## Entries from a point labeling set
▽
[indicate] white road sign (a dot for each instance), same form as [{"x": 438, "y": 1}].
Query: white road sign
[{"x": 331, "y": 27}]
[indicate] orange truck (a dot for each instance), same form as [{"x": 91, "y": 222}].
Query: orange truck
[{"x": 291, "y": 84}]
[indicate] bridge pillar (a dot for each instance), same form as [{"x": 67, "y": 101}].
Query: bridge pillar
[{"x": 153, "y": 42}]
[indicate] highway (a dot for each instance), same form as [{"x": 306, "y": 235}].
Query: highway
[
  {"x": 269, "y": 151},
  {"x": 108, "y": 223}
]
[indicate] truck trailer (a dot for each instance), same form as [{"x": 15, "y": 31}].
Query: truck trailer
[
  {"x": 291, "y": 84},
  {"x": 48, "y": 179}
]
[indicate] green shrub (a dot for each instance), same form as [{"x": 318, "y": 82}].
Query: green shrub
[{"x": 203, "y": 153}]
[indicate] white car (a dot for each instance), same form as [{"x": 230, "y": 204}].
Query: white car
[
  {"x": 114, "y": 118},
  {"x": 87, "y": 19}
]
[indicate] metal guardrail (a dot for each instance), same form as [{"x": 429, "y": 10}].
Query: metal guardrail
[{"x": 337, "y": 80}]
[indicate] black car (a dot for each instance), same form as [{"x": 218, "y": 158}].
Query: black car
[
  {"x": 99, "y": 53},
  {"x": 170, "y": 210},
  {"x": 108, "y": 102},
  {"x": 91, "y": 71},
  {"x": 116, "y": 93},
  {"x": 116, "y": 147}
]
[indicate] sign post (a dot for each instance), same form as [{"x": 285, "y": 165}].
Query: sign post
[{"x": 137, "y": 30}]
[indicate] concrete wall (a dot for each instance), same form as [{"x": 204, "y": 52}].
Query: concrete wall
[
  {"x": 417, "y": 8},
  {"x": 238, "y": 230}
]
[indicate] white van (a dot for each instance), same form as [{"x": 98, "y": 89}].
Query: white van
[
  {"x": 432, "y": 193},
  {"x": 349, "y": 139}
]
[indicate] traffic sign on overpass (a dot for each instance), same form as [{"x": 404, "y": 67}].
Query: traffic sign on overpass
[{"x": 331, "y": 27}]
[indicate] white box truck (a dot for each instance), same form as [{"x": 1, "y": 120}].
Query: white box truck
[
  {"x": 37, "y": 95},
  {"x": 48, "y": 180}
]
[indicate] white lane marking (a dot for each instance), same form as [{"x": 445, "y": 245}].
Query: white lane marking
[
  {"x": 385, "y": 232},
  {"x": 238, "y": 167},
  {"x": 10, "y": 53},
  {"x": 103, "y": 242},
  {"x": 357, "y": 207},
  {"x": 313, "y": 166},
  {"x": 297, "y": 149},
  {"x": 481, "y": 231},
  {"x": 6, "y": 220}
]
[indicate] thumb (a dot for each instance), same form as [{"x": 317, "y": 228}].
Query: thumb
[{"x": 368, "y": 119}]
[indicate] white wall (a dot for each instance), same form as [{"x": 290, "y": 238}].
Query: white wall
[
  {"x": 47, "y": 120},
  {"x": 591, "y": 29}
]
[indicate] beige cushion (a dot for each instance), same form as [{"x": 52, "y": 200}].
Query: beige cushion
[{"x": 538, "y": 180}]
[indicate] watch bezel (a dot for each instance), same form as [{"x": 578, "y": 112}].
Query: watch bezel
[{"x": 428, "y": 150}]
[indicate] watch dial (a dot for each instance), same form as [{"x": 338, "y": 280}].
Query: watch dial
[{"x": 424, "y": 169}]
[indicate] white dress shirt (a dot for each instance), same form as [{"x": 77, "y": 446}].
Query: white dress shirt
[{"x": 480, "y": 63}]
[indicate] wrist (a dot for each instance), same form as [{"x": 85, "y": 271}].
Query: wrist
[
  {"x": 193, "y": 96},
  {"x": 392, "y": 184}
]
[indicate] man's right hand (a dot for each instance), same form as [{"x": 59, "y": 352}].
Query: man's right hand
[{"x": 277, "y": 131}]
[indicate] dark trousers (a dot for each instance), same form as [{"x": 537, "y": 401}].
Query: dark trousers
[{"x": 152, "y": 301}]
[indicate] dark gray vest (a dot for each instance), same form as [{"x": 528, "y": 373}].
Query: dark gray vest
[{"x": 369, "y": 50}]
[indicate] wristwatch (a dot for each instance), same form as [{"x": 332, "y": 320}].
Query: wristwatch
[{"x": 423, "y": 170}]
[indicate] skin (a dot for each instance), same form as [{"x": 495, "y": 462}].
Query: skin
△
## Exercise brief
Convert all of the entries above into a numbered list, leaving out any blank lines.

## Task result
1. [indicate] white road sign (a dot for each instance), same form as [{"x": 438, "y": 1}].
2. Query: white road sign
3. [{"x": 331, "y": 27}]
4. [indicate] orange truck (a dot for each instance), same form as [{"x": 91, "y": 222}].
5. Query: orange truck
6. [{"x": 291, "y": 84}]
7. [indicate] bridge pillar (a dot for each instance), same form as [{"x": 67, "y": 101}].
8. Query: bridge pillar
9. [{"x": 153, "y": 42}]
10. [indicate] highway (a dot for each instance), same form as [{"x": 306, "y": 235}].
11. Query: highway
12. [
13.   {"x": 269, "y": 151},
14.   {"x": 108, "y": 223}
15. ]
16. [indicate] truck trailer (a dot for each instance), same form as [{"x": 15, "y": 31}].
17. Query: truck trailer
18. [
19.   {"x": 291, "y": 84},
20.   {"x": 48, "y": 179}
21. ]
22. [indicate] green shrub (a dot for each instance), same form as [{"x": 318, "y": 82}].
23. Query: green shrub
24. [{"x": 203, "y": 153}]
25. [indicate] white car (a dot for each instance), same form as [{"x": 230, "y": 204}].
26. Query: white car
27. [
28.   {"x": 114, "y": 118},
29.   {"x": 87, "y": 19}
30. ]
31. [indicate] metal guardrail (a dot for each instance), same form as [{"x": 429, "y": 10}].
32. Query: metal guardrail
33. [{"x": 337, "y": 80}]
34. [indicate] black car (a dot for each instance), same form as [{"x": 218, "y": 158}].
35. Query: black car
36. [
37.   {"x": 99, "y": 53},
38.   {"x": 170, "y": 210},
39.   {"x": 108, "y": 102},
40.   {"x": 91, "y": 71},
41.   {"x": 116, "y": 93},
42.   {"x": 116, "y": 147}
43. ]
44. [indicate] sign post (a dot for each instance), same form as [{"x": 285, "y": 165}].
45. Query: sign post
46. [{"x": 137, "y": 30}]
47. [indicate] concrete wall (a dot for each instance), same form as [{"x": 204, "y": 52}].
48. Query: concrete wall
49. [
50.   {"x": 417, "y": 8},
51.   {"x": 238, "y": 230}
52. ]
53. [indicate] white van (a dot for each instance), same form as [{"x": 98, "y": 89}].
54. Query: white van
55. [
56.   {"x": 432, "y": 193},
57.   {"x": 349, "y": 139}
58. ]
59. [indicate] traffic sign on overpass (a dot for each instance), same form as [{"x": 404, "y": 67}].
60. Query: traffic sign on overpass
61. [{"x": 331, "y": 27}]
62. [indicate] white box truck (a dot for each instance), same form as [{"x": 1, "y": 120}].
63. Query: white box truck
64. [
65.   {"x": 37, "y": 95},
66.   {"x": 48, "y": 180}
67. ]
68. [indicate] white lane marking (a dot for each instance), same form as [{"x": 445, "y": 245}].
69. Query: white lane marking
70. [
71.   {"x": 385, "y": 232},
72.   {"x": 238, "y": 167},
73.   {"x": 10, "y": 53},
74.   {"x": 103, "y": 242},
75.   {"x": 357, "y": 207},
76.   {"x": 313, "y": 166},
77.   {"x": 297, "y": 149},
78.   {"x": 481, "y": 231},
79.   {"x": 6, "y": 220}
80. ]
81. [indicate] thumb (a dot for each instance), same form as [{"x": 317, "y": 228}].
82. Query: thumb
83. [{"x": 368, "y": 119}]
84. [indicate] white wall (a dot for each instance), same form as [{"x": 290, "y": 238}].
85. Query: white wall
86. [
87.   {"x": 47, "y": 120},
88.   {"x": 591, "y": 29}
89. ]
90. [indicate] beige cushion (a dot for each instance), same form as [{"x": 52, "y": 200}].
91. Query: beige cushion
92. [{"x": 538, "y": 180}]
93. [indicate] watch bezel (a dot for each instance), same form as [{"x": 578, "y": 112}].
94. Query: watch bezel
95. [{"x": 428, "y": 150}]
96. [indicate] watch dial (a dot for each instance), same form as [{"x": 338, "y": 280}].
97. Query: watch dial
98. [{"x": 424, "y": 169}]
99. [indicate] white dress shirt (a dot for each instance), same form as [{"x": 77, "y": 446}].
100. Query: white dress shirt
101. [{"x": 480, "y": 63}]
102. [indicate] wrist (a dot for each instance), same form as [{"x": 85, "y": 271}].
103. Query: wrist
104. [
105.   {"x": 193, "y": 96},
106.   {"x": 392, "y": 184}
107. ]
108. [indicate] man's right hand (a dot for each instance), same form as [{"x": 59, "y": 352}].
109. Query: man's right hand
110. [{"x": 277, "y": 131}]
111. [indicate] dark trousers (a dot for each instance), same form as [{"x": 537, "y": 401}].
112. Query: dark trousers
113. [{"x": 152, "y": 301}]
114. [indicate] dark gray vest (a dot for each instance), same form as [{"x": 528, "y": 373}].
115. Query: dark gray vest
116. [{"x": 369, "y": 50}]
117. [indicate] wristwatch (a dot for each instance), same form as [{"x": 332, "y": 320}].
118. Query: wristwatch
119. [{"x": 423, "y": 170}]
120. [indicate] skin (a dot for each instance), same form as [{"x": 495, "y": 462}].
121. Query: skin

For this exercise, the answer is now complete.